[Task goal] Copies of all lines containing the string "rough" are needed from the data below.

[Stored data entries]
»»
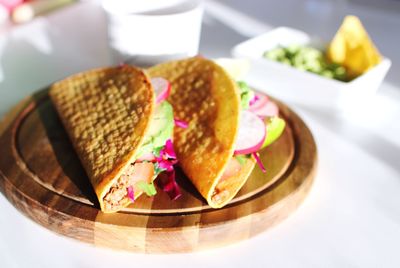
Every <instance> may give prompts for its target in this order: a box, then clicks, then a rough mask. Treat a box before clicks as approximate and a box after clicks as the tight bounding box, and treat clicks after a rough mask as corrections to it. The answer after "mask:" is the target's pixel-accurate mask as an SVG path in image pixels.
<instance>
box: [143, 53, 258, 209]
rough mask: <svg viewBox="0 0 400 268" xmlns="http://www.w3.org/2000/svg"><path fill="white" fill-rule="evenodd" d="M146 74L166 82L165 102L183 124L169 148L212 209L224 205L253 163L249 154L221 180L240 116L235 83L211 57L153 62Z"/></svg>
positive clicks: (223, 70)
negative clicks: (154, 63)
mask: <svg viewBox="0 0 400 268" xmlns="http://www.w3.org/2000/svg"><path fill="white" fill-rule="evenodd" d="M148 73H149V75H150V76H151V77H158V76H160V77H163V78H165V79H167V80H168V81H170V83H171V94H170V96H169V97H168V101H169V102H170V103H171V104H172V106H173V108H174V114H175V117H176V118H177V119H180V120H184V121H186V122H188V127H187V128H179V127H176V128H175V130H174V148H175V151H176V154H177V157H178V160H179V163H180V166H181V167H182V169H183V171H184V172H185V174H186V175H187V176H188V177H189V179H190V180H191V181H192V183H193V184H194V185H195V187H196V188H197V190H198V191H199V192H200V193H201V195H202V196H203V197H204V198H205V199H206V200H207V202H208V204H209V205H210V206H211V207H213V208H219V207H222V206H224V205H226V204H227V203H228V202H229V201H230V200H231V199H232V198H233V197H234V196H235V195H236V193H237V192H238V191H239V190H240V188H241V187H242V186H243V184H244V183H245V182H246V180H247V178H248V176H249V174H250V172H251V170H252V169H253V167H254V163H255V161H254V159H253V158H249V159H248V160H247V163H246V164H244V165H243V166H242V168H241V171H240V172H239V173H237V174H235V175H234V176H231V177H229V178H227V179H225V180H221V177H222V175H223V173H224V170H225V168H226V167H227V165H228V163H229V161H230V160H231V158H232V156H233V152H234V146H235V141H236V137H237V134H238V126H239V119H240V110H241V107H240V97H239V91H238V89H237V86H236V83H235V81H233V80H232V79H231V78H230V77H229V75H228V74H227V73H226V72H225V71H224V70H223V69H222V68H221V67H220V66H219V65H217V64H215V63H214V62H213V61H210V60H207V59H204V58H200V57H195V58H189V59H185V60H180V61H172V62H167V63H163V64H159V65H156V66H154V67H152V68H150V69H148Z"/></svg>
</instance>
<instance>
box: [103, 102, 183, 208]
mask: <svg viewBox="0 0 400 268" xmlns="http://www.w3.org/2000/svg"><path fill="white" fill-rule="evenodd" d="M173 128H174V118H173V110H172V106H171V105H170V104H169V103H168V102H167V101H163V102H161V103H159V104H158V105H157V106H156V108H155V112H154V116H153V118H152V120H151V123H150V130H149V131H148V134H147V135H146V136H145V138H144V142H143V145H142V146H141V148H140V149H139V150H138V152H137V157H136V160H135V161H134V162H133V163H131V164H129V165H128V166H127V167H126V168H125V170H124V171H123V173H122V174H121V176H120V177H119V179H118V180H117V181H116V182H115V183H114V184H113V185H112V186H111V188H110V190H109V191H108V192H107V193H106V194H105V195H104V197H103V201H104V206H105V207H106V209H108V210H113V209H115V208H117V207H120V206H121V205H122V204H123V203H125V202H127V201H131V202H133V201H134V199H135V198H137V197H138V196H139V195H141V194H142V193H143V192H144V193H146V194H147V195H148V196H153V195H155V194H156V193H157V192H156V189H155V187H154V184H153V180H154V179H155V178H156V177H157V176H158V175H159V174H160V173H161V172H163V171H166V170H171V169H172V168H173V167H172V165H173V164H175V163H176V158H175V157H174V153H173V147H172V141H171V138H172V133H173ZM170 150H172V152H170Z"/></svg>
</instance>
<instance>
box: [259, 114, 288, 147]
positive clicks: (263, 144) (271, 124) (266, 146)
mask: <svg viewBox="0 0 400 268" xmlns="http://www.w3.org/2000/svg"><path fill="white" fill-rule="evenodd" d="M264 122H265V125H266V128H267V136H266V138H265V141H264V143H263V145H262V146H261V148H265V147H267V146H268V145H270V144H271V143H273V142H274V141H276V140H277V139H278V138H279V137H280V136H281V134H282V133H283V130H284V129H285V126H286V123H285V120H283V119H282V118H279V117H277V116H274V117H270V118H267V119H265V121H264Z"/></svg>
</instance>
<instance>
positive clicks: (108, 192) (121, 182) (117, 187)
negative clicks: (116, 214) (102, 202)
mask: <svg viewBox="0 0 400 268" xmlns="http://www.w3.org/2000/svg"><path fill="white" fill-rule="evenodd" d="M133 165H134V164H130V165H129V166H128V167H127V168H126V169H125V171H124V173H123V174H122V175H121V177H119V179H118V180H117V182H116V183H114V185H113V186H111V188H110V191H109V192H108V193H107V194H106V195H105V196H104V198H103V201H104V206H105V208H106V209H109V210H114V209H115V208H117V207H119V206H121V204H122V203H123V202H122V201H124V200H125V199H126V198H128V190H127V188H128V186H129V185H130V177H131V176H132V174H133V170H134V168H133Z"/></svg>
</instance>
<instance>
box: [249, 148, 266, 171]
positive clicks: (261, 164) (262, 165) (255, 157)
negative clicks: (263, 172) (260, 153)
mask: <svg viewBox="0 0 400 268" xmlns="http://www.w3.org/2000/svg"><path fill="white" fill-rule="evenodd" d="M252 155H253V156H254V158H255V159H256V162H257V164H258V166H259V167H260V169H261V171H262V172H264V173H265V172H266V171H267V170H266V169H265V167H264V165H263V163H262V162H261V159H260V157H259V156H258V153H252Z"/></svg>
««
[Your response]
Every <instance> may give prompts for its target in this order: a box, then clicks, then a rough mask. Treat a box before clicks as approximate and a box after clicks as the tight bounding box, and treat clicks after a rough mask as corrections to it. The answer after "mask:" is the target's pixel-accurate mask as an SVG path in image pixels.
rough mask: <svg viewBox="0 0 400 268" xmlns="http://www.w3.org/2000/svg"><path fill="white" fill-rule="evenodd" d="M146 74L166 82L165 102L183 124L169 148L212 209L224 205L253 163L249 154L221 180L240 116L235 83L211 57L153 62Z"/></svg>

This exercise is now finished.